**PASSAGE**.
Biondi-Zoccai Giuseppe, D'Ascenzo Fabrizio, Frati Giacomo, Abbate Antonio
Dipartimento di Scienze e Biotecnologie Medico-Chirurgiche, Sapienza Università di Roma, Latina - Fondazione Eleonora Lorillard Spencer Cenci, Roma.
Divisione di Cardiologia, Università degli Studi, Torino.
G Ital Cardiol (Rome). 2015 Sep;16(9):469-74. doi: 10.1714/1988.21516.
The exponential increase in publications focusing on important clinical issues represents a major challenge for patients, physicians, and decision-makers, despite the braggadocio of many experts. Meta-analysis, when conducted within the context of a systematic review, offers an efficient and potent tool to summarize the clinical evidence accrued on a specific clinical question. Despite their many strengths, which include statistical precision, external validity, and the opportunity to analyze subgroups and moderators, meta-analyses also have many limitations. In addition, they are criticized because potentially an exercise in "mega-silliness", mixing "apples and oranges", unable to improve the quality of primary studies (in keeping with the say "garbage in-garbage out"), and focusing on an "average patient" who is only hypothetical. Yet, it is evident that meta-analyses will continue to play a key role in informing decision making whenever the best approach is not self-evident. Thus, it is mandatory to know their main features in order to use them critically and constructively, without being dominated nor scared.

**DATASET ENTRIES**.
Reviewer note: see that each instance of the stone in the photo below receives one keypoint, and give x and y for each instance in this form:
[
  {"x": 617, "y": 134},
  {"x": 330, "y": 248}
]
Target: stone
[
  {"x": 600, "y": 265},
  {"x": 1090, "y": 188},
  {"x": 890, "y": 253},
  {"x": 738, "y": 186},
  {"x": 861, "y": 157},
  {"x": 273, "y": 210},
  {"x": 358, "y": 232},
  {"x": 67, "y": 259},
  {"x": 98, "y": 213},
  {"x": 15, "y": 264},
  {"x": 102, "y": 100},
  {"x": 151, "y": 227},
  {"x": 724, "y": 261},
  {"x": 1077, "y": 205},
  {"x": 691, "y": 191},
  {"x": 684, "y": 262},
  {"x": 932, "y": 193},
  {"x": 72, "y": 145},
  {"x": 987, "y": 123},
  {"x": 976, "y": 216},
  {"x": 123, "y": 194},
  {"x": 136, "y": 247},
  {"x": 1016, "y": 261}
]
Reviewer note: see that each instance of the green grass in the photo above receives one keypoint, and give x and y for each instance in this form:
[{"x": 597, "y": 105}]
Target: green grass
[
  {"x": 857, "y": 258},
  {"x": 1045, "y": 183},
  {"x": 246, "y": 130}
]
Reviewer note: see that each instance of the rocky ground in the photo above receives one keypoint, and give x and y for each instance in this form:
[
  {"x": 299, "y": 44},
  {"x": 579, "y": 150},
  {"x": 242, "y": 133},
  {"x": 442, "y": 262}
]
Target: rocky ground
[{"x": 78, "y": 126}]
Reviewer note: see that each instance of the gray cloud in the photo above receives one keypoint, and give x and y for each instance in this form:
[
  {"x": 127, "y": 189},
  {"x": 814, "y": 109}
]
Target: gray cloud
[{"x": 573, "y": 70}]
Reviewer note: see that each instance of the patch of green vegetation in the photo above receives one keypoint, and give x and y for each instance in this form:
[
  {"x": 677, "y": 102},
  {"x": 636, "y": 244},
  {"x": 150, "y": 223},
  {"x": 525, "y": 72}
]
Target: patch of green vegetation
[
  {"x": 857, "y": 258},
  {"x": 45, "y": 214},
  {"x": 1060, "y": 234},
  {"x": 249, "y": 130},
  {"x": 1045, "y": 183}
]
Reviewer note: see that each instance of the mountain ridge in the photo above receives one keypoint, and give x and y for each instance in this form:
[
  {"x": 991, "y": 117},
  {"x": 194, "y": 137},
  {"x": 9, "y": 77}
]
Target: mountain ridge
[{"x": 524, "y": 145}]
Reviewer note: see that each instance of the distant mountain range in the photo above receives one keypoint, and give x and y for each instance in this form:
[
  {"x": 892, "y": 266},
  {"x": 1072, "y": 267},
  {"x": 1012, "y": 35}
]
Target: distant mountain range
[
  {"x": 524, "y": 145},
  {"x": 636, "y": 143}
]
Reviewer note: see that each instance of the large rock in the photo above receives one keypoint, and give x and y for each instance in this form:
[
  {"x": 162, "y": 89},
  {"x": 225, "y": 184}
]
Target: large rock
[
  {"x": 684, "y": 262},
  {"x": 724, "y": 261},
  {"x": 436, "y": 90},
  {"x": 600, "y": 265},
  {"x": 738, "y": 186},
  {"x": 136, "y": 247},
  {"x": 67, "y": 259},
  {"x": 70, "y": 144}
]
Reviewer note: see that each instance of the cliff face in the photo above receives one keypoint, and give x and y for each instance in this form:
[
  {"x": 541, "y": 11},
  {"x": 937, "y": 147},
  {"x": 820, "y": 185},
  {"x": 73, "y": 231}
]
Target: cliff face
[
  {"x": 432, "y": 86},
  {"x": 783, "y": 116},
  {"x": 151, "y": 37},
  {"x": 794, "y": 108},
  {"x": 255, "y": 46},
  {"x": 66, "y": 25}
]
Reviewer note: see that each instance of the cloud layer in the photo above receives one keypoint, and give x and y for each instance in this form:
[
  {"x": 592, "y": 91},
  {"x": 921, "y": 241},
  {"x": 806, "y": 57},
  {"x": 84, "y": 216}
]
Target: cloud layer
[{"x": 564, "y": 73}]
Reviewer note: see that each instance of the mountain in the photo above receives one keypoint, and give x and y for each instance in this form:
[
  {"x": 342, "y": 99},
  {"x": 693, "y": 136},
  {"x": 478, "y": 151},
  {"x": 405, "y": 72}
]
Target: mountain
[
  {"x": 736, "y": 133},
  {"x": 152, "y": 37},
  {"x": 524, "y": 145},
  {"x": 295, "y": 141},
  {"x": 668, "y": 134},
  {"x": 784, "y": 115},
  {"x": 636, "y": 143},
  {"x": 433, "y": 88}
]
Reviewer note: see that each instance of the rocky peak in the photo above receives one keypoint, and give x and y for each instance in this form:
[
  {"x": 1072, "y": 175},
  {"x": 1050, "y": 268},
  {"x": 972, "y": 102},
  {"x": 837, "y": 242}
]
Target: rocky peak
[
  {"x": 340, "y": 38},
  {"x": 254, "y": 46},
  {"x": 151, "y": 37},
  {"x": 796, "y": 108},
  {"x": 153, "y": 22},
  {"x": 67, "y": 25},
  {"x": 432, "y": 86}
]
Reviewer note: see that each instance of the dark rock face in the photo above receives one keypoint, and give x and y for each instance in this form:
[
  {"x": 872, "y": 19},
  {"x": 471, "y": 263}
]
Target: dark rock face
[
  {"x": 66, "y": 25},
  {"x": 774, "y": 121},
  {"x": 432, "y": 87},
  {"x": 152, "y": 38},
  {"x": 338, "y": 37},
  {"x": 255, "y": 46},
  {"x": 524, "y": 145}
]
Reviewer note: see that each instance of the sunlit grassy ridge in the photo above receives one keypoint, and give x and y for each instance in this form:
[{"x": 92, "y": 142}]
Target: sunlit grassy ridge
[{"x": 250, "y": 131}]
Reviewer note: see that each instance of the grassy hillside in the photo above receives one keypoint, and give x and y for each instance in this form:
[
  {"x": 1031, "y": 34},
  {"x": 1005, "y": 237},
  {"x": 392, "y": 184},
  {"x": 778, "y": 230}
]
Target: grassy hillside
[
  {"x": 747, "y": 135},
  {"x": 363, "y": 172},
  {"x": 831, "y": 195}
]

**EXERCISE**.
According to the abstract on meta-analysis, what strengths do meta-analyses have?

**ANSWER SPACE**.
Statistical precision, external validity, and the opportunity to analyze subgroups and moderators.